- **Problem set**
a – Retype the stretch from "Political infighting also" through "Ugur Muldur estimates." in the passage on European technology investment, keeping every word and punctuation mark unchanged.
b – Pick up the passage on Europe's lag in technology investment after its final sentence and extend it.

++++ Provided passage

Political infighting also makes it hard to create a Europe-wide stock market
to finance technology start-ups. Where would the market be headquartered?
Wouldn't it unseat London or Frankfurt markets? A EU-wide patent has been
held up for years because governments can't agree on what language the
patent should be filed in. As a result, European commercial investment in
technology lags behind the U.S. Between 1995 and 1998, the U.S. invested
about $500 billion more in research and development, venture capital and new
equipment than the EU, and most of that spending was done by industry, EU
research analyst Ugur Muldur estimates.

That probably won't change until the EU dismantles political barriers.
"Europeans believe they are backing every project that will produce a
return," says Philip Anderson, an INSEAD business-school researcher in
Fontainebleau, France. "But if the market is more fragmented than the U.S.,
rational calculations will lead to lower investment."

++++++++
++++ Extracted information

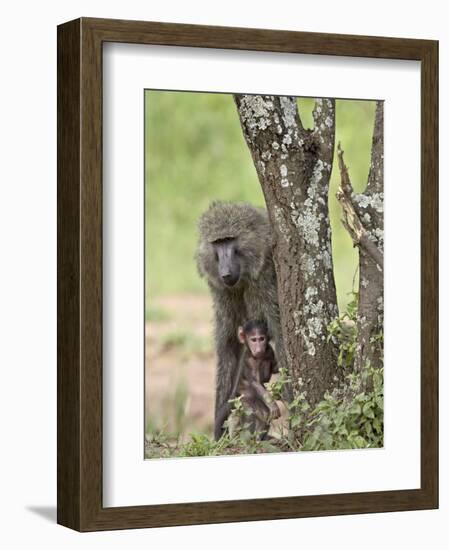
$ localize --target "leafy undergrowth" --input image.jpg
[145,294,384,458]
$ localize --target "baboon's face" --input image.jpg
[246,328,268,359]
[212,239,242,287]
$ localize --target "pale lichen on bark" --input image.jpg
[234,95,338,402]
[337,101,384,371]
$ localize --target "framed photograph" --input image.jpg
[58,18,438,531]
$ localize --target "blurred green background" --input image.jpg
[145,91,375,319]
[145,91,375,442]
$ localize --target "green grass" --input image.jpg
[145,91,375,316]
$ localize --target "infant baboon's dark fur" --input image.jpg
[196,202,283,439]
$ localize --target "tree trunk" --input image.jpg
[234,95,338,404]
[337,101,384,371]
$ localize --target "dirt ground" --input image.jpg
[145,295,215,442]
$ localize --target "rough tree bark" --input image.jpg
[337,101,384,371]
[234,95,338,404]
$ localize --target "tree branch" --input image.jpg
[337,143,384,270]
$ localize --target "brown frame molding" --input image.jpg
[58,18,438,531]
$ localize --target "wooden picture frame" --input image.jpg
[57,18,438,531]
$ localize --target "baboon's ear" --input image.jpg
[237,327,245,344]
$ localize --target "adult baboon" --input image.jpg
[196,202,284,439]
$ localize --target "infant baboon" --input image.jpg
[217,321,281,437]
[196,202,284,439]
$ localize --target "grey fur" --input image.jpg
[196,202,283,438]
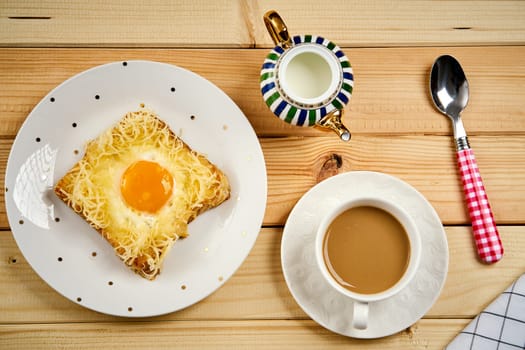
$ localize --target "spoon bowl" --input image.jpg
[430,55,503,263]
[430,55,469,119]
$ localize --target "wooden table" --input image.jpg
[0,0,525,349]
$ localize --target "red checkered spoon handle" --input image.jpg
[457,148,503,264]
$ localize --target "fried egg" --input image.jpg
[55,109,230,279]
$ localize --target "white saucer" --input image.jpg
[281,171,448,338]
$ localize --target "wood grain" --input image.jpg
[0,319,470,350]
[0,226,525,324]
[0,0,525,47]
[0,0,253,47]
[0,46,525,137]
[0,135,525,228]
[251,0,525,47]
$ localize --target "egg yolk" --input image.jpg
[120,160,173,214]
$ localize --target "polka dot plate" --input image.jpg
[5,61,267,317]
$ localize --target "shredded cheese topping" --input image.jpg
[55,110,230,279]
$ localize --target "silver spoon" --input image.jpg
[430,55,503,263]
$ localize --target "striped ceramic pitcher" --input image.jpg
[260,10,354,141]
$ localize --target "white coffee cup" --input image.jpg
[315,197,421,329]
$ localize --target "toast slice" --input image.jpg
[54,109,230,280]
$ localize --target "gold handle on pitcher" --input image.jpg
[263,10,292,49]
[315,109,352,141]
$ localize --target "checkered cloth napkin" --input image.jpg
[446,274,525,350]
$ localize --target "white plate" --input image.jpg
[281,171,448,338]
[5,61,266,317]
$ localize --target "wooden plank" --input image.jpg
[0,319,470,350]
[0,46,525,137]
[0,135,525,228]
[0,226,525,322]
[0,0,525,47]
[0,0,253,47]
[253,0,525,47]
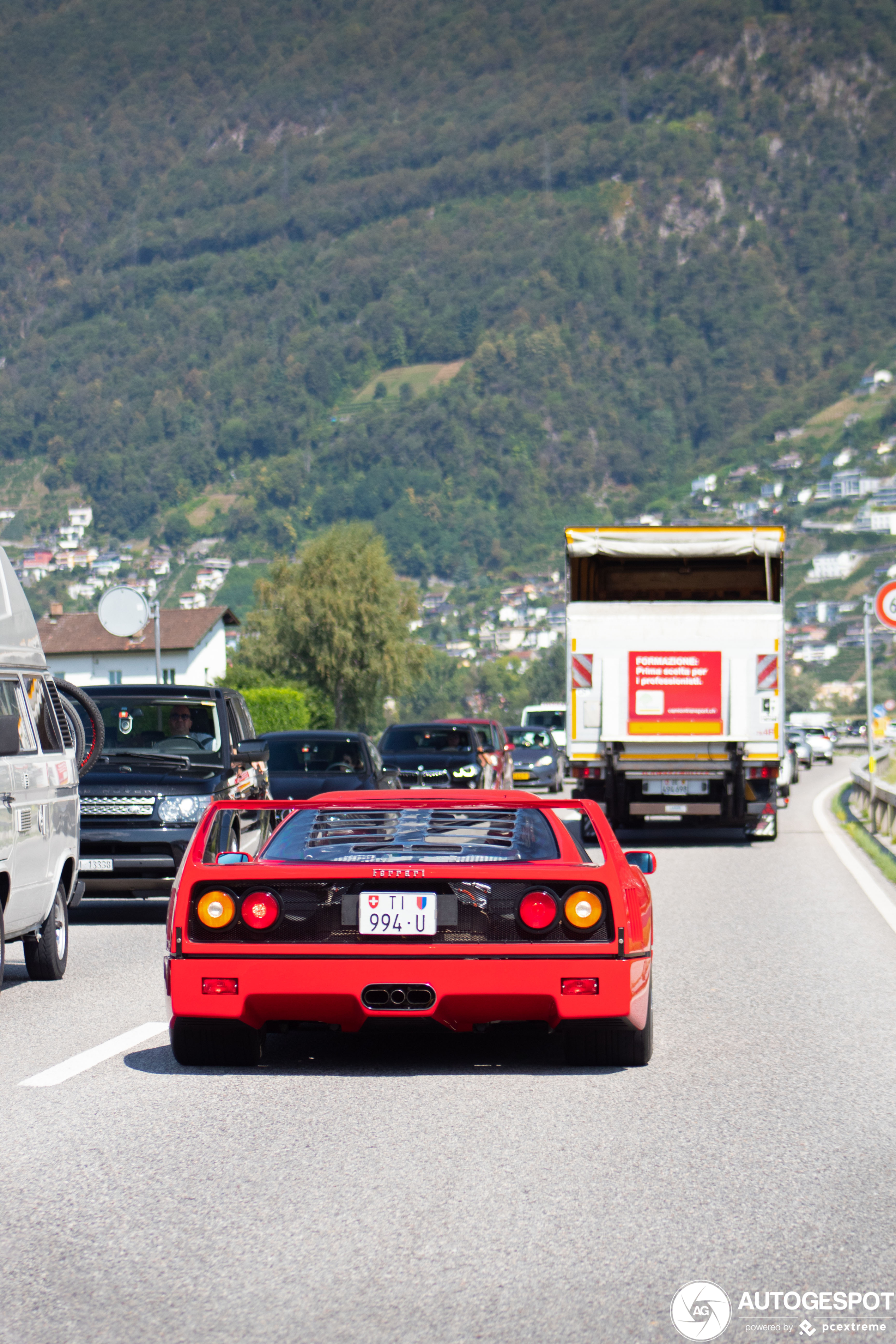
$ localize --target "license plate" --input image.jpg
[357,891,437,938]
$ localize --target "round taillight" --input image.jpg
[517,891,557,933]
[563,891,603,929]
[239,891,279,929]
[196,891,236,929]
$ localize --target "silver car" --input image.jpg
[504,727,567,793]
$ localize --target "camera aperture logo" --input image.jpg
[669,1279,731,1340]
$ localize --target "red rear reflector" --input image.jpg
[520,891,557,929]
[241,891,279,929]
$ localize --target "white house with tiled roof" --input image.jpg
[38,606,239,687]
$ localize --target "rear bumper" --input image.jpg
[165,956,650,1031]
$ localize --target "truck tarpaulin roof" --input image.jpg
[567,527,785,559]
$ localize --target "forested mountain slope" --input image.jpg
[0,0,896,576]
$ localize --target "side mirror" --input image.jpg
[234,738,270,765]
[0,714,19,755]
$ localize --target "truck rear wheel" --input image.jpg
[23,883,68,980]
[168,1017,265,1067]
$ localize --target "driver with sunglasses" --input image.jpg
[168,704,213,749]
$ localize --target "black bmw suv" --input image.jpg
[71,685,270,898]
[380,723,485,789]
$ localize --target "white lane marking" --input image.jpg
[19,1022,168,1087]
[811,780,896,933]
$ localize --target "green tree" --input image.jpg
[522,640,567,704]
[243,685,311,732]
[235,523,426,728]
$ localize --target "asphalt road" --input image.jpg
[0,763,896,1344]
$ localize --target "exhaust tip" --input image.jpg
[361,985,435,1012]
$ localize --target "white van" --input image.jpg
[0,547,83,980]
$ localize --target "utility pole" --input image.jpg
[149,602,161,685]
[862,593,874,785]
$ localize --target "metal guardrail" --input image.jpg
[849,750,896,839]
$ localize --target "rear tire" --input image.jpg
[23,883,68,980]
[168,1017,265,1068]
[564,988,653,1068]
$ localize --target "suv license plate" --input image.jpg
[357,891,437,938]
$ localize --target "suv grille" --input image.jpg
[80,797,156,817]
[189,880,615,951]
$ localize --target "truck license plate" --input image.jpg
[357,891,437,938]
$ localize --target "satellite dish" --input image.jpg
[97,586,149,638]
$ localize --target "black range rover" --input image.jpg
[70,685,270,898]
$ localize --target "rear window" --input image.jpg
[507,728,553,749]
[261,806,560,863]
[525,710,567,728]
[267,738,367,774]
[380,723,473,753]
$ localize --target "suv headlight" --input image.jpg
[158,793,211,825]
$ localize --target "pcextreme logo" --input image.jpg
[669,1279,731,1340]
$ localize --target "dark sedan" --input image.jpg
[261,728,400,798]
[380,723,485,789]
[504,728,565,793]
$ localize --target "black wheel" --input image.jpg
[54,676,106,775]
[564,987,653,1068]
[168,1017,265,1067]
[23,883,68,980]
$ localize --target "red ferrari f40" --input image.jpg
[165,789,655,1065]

++++++++
++++ Extracted information

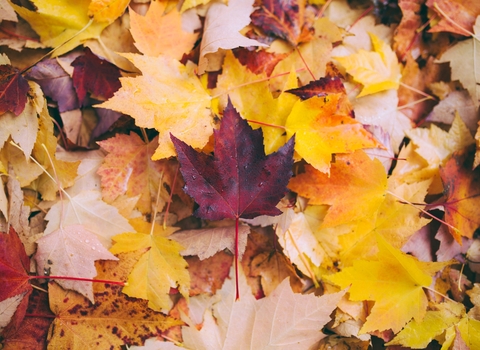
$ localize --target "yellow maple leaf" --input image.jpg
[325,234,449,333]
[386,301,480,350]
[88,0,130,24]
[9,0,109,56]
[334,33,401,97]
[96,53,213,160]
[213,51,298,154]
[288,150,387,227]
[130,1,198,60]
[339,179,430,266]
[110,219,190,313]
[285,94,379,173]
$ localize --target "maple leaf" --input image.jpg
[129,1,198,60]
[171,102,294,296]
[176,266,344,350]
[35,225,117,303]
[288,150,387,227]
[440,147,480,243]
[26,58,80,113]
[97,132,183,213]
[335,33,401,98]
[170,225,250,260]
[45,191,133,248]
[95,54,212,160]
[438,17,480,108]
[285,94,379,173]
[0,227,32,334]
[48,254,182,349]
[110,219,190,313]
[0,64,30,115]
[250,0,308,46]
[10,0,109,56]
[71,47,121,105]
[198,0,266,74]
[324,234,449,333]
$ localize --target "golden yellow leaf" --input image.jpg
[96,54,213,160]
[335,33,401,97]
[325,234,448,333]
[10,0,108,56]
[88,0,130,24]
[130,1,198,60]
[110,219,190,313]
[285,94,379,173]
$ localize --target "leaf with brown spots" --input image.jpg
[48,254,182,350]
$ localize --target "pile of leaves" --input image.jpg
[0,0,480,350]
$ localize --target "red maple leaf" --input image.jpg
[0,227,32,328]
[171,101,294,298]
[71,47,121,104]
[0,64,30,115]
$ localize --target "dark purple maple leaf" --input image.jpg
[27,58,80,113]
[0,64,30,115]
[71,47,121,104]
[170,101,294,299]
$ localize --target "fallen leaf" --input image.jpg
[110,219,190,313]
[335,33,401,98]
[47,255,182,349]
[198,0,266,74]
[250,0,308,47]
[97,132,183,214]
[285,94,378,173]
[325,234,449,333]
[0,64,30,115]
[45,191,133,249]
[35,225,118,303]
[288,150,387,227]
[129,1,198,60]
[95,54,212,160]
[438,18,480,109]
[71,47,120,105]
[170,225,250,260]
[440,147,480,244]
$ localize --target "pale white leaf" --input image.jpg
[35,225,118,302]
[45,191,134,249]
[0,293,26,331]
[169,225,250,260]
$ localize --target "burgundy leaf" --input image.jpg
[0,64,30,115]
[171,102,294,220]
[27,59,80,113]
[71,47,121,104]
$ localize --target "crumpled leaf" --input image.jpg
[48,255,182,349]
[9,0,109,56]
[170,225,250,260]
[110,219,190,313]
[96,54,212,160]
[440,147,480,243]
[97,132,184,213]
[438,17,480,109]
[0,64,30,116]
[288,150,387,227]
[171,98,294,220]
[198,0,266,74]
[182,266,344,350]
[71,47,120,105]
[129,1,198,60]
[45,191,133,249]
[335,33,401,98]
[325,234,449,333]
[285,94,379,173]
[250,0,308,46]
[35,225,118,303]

++++++++

- **The results**
a –
Political infighting also makes it hard to create a Europe-wide stock market
to finance technology start-ups. Where would the market be headquartered?
Wouldn't it unseat London or Frankfurt markets? A EU-wide patent has been
held up for years because governments can't agree on what language the
patent should be filed in. As a result, European commercial investment in
technology lags behind the U.S. Between 1995 and 1998, the U.S. invested
about $500 billion more in research and development, venture capital and new
equipment than the EU, and most of that spending was done by industry, EU
research analyst Ugur Muldur estimates.

b –
Some of the changes needed are prosaic. Zoning laws across Europe favor
small retailers, while Germany, Belgium and other nations sharply limit
discounting. On average, it takes 43 months to get regulatory approval to
open a new gas station in Europe, three times as long as the U.S., according
to a study by UNICE, a Brussels business lobby. The result: Few U.S.-style
superstore chains, which demand leading-edge software.

Silicon Valley benefits from a steady influx of talented engineers from
India and China, who may be frightened off by Europe's anti-immigrant
sentiment. A German government Web site looking to lure foreign researchers
to Germany tried this selling point: "Germany, as the statistics show, is no
more xenophobic than other European countries."

The German parliament recently passed a plan to liberalize immigration, but
it may be held up by a constitutional challenge. More is needed. For Indian
engineers, says Narayana Murthy, chief executive of the Indian software firm
Infosys Technologies Ltd., "the U.S. is the most open country."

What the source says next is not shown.